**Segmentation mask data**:
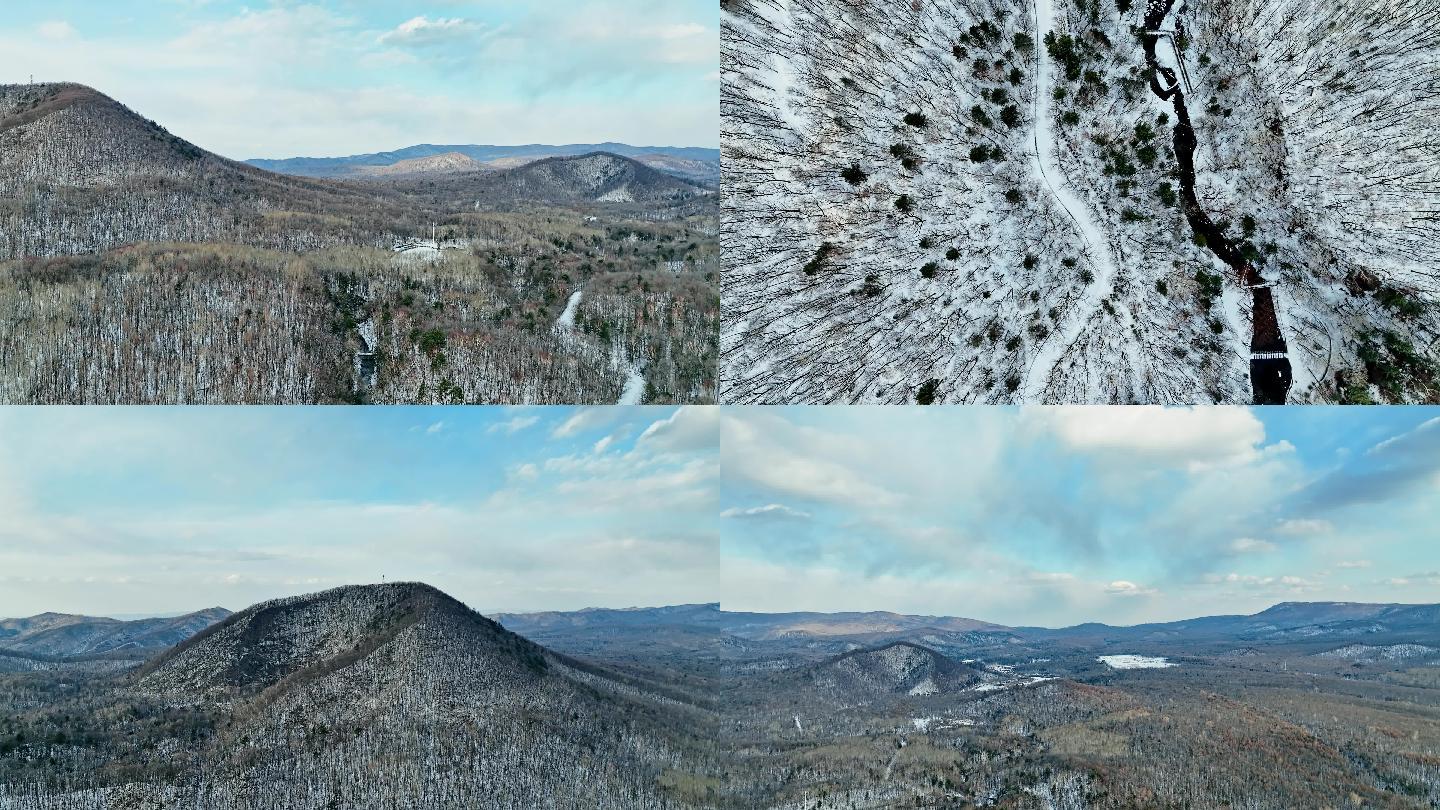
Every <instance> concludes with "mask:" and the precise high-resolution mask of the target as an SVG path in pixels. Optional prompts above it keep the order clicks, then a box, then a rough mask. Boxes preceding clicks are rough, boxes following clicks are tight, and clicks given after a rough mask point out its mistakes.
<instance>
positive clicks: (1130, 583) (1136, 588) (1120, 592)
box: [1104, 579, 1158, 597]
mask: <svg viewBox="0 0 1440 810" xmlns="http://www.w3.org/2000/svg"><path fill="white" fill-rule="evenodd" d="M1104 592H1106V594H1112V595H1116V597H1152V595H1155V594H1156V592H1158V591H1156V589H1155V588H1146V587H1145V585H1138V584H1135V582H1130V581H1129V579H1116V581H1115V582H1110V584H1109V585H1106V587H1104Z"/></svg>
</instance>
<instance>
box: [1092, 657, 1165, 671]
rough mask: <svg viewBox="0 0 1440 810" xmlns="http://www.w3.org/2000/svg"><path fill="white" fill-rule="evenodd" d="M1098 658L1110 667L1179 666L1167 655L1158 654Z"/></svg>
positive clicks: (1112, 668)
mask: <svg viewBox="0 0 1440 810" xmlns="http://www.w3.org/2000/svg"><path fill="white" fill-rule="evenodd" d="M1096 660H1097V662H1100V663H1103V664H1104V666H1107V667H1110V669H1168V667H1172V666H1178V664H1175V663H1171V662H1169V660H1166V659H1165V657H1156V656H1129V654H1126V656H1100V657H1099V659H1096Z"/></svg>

**PROBLEM REQUIREMENTS**:
Take the records above and return, word for word, only the lines that fall from the line with "box: [1104, 579, 1158, 597]" to the line with "rough mask: <svg", both of them included.

**FINISHED TASK**:
box: [1104, 579, 1158, 597]
mask: <svg viewBox="0 0 1440 810" xmlns="http://www.w3.org/2000/svg"><path fill="white" fill-rule="evenodd" d="M1104 592H1106V594H1112V595H1116V597H1152V595H1155V594H1156V592H1158V591H1156V589H1155V588H1146V587H1145V585H1138V584H1135V582H1130V581H1129V579H1116V581H1115V582H1110V584H1109V585H1106V587H1104Z"/></svg>
</instance>
<instance>
box: [1092, 657, 1165, 671]
rough mask: <svg viewBox="0 0 1440 810" xmlns="http://www.w3.org/2000/svg"><path fill="white" fill-rule="evenodd" d="M1098 658L1110 667L1179 666L1167 655L1158 654Z"/></svg>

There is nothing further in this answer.